- _Problem_:
Rewrite the material as a Markdown table with the columns "No." and "Text," one row per line, numbering the rows and skipping blank lines. Leave the pictures out.

- _Material provided_:
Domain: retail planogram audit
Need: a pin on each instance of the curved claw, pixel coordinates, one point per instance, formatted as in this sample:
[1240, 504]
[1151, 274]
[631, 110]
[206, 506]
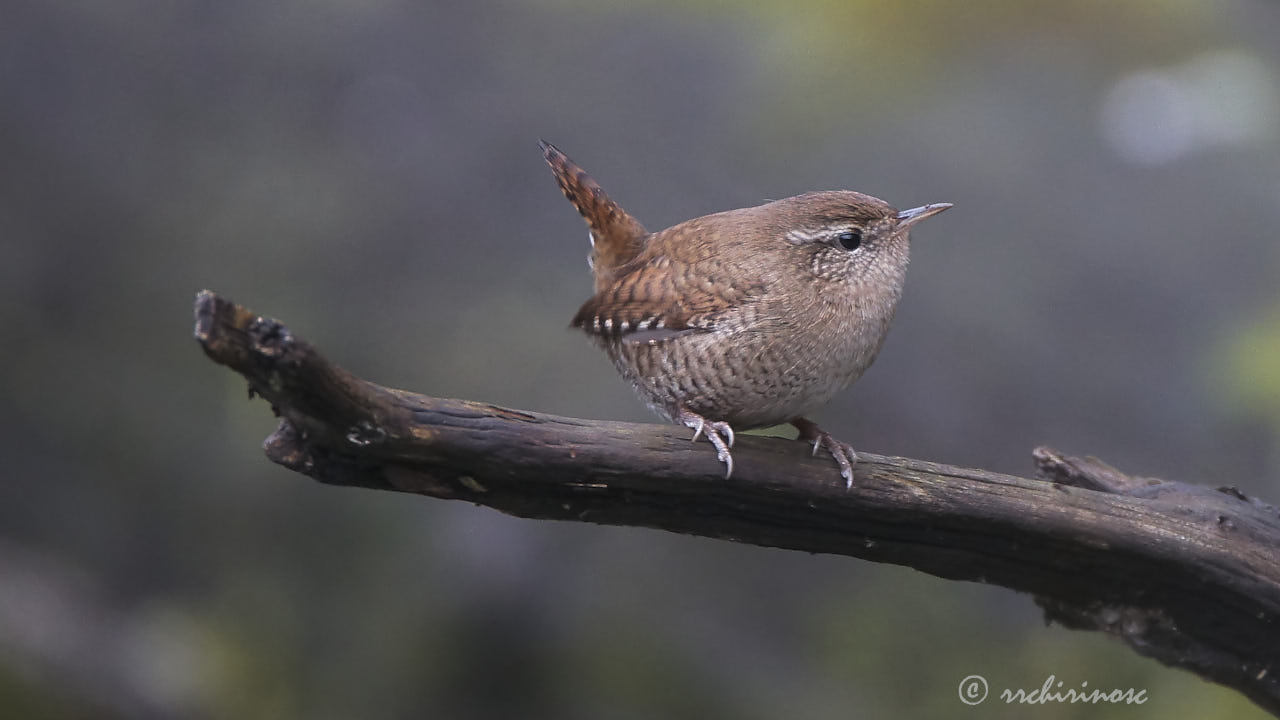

- _The answer_:
| No. | Text |
|---|---|
| 1 | Domain: retail planogram audit |
| 2 | Need: a pin on each instance of the curved claw, pixel coordinates, one point per instance, formatted as in this sample: |
| 3 | [1240, 504] |
| 4 | [1151, 274] |
| 5 | [631, 110] |
| 6 | [206, 506] |